### Prompt 1:
In the phono preamp review, why does the reviewer call the job of a phono pre-amplifier more difficult than any other in analogue audio? Answer in one to three sentences.
### Prompt 2:
Answer these questions from the phono preamp review:
(a) Who reviewed the product, and when?
(b) What shorter name does the review use for the product after first naming it?
(c) What mains frequency does the review say applies in some places instead of 50Hz?
### Prompt 3:
Continue the phono preamp review from its last sentence.

### Selected excerpt:
## start

[ Home | Staff & Contacts | HiFi Playground | Listening tests | DIY & Tweakings | Music & Books ]

Boardman 33 1/3 V2

[Cottage industry style]

33.3 V2 Limited Edition phono pre-amplifier

[Italian version]

Product: [the new] GRAMOPHONE Pre Amplifier 33.3 V2 Limited Edition
Manufacturer: Haden Boardman - UK
Country of Origin: Lancashire
Approx. price: HB 33.3 V2 UKP 451 or 550€ (YMMV)
Availability: direct from manufacturer
Reviewer: Mark Wheeler - TNT UK
Reviewed: March 2013

Introduction

The GRAMOPHONE Pre Amplifier 33.3 V2 Limited Edition, hereafter referred to merely as HB 33.3, is another British maverick solution, of impeccable pedigree, to that most difficult of tasks, the amplification and equalisation of puny pick-up cartridge voltages to line level while simultaneously cranking the signal through a compound curve EQ roughly equating to a 6dB per octave bass-boost-treble-cut. This task is SO MUCH MORE DIFFICULT than any other in analogue audio. It is the equivalent of amplifying a microphone signal while the bass is turned full up +10 (+11 on Spinal Tap's PA) and the treble -10.
"How can we avoid being deafened by 50Hz?" scream plebs, stage left.
Precisely the challenge (although YMMV = your mains may vary to 60Hz in some places), replieth ye olde scribe.

## end

Coordinate annotation entries
## start

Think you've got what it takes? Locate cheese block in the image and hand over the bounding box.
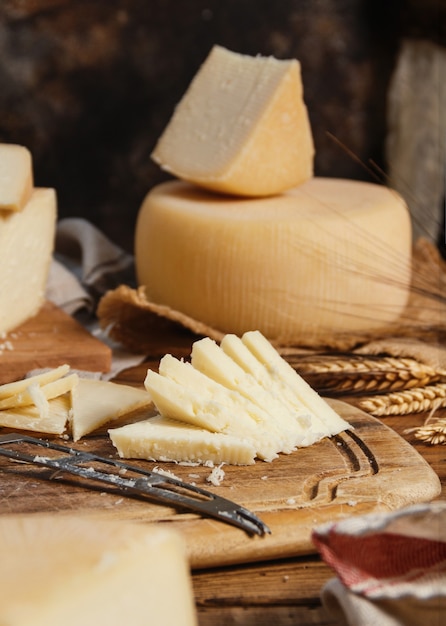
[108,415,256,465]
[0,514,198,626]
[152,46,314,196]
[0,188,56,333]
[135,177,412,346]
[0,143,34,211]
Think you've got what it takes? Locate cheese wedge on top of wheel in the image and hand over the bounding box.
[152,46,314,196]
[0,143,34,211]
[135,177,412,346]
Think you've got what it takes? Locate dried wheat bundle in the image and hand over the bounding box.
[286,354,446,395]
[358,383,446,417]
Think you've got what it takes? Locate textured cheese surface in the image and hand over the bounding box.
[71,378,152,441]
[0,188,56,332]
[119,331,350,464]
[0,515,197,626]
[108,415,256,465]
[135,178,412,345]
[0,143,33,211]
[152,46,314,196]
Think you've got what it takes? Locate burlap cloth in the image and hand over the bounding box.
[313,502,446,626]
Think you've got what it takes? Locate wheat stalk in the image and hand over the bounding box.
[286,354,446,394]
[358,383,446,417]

## end
## start

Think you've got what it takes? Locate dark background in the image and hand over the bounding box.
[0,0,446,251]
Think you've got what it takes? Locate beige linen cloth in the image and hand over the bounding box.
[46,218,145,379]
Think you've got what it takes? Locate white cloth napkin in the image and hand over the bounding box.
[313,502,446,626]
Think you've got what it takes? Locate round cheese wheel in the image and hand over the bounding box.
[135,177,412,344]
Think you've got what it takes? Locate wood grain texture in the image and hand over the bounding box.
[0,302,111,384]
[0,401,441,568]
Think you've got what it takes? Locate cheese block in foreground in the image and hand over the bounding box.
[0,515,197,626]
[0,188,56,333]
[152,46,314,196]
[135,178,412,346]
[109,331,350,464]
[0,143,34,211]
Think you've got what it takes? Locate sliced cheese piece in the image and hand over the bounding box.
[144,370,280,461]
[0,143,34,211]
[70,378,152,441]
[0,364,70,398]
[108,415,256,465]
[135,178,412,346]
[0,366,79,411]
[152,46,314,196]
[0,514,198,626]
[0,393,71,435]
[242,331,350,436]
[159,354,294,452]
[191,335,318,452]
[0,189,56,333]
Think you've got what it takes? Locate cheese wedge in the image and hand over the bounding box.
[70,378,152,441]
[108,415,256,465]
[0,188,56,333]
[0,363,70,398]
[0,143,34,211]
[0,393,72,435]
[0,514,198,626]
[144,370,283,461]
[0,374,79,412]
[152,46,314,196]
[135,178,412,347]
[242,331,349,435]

## end

### Task result 1:
A phono pre-amplifier has to raise the very small voltages from a pick-up cartridge to line level while at the same time pushing the signal through a compound equalization curve, roughly a 6dB per octave bass boost and treble cut. The review likens this to amplifying a microphone signal with the bass turned full up and the treble turned full down.

### Task result 2:
(a) Mark Wheeler of TNT UK reviewed it in March 2013.
(b) HB 33.3.
(c) 60Hz.

### Task result 3:
So the power supply (psu) has to be mint. Clean. Pure. Given that aforementioned EQ, ripple has to be at least 21dB better than the Radiotron Designers Handbook recommends for microphones, in order to have equal mains hum rejection for a magnetic cartridge. The 33.3 PSU is sited outboard to exclude any intrusion of stray AC (alternating current) hum within the main 33.3 chassis. The psu features a double Pi filter for smoothing, so called because it is like two Pi filters with a shared leg. Pi filters are so called because when drawn their series and parallel components resemble the Greek letter pi, Π. The 33.3's Wigan origins do not explain why Haden uses more pies, although Wigan is home to the annual World Pie Eating Championship. No pies were harmed in the making of this power supply.

[Gram for gram more valuable than?]

The result is a very quiet, all valve (yes they are "tube" types, being ECC83/12AX7, a medium mu, high gain B9a 'miniature' compared to bulbous GT equivalents) double triode, so called because there are two identical valves in each glass envelope. This has probably been the most popular UK choice for phono pre-amps since the great valve revival of the 1980s. Coincidentally the ECC83 has a gain of around 100x, which is what the whole Gram 33.3 achieves net of the feedback in its active RIAA stage. Around 2 million ECC83/12AX7 are still produced every year (mostly in China or the former Soviet Union countries) so spares will never be a problem and tube rolling only costs pairs.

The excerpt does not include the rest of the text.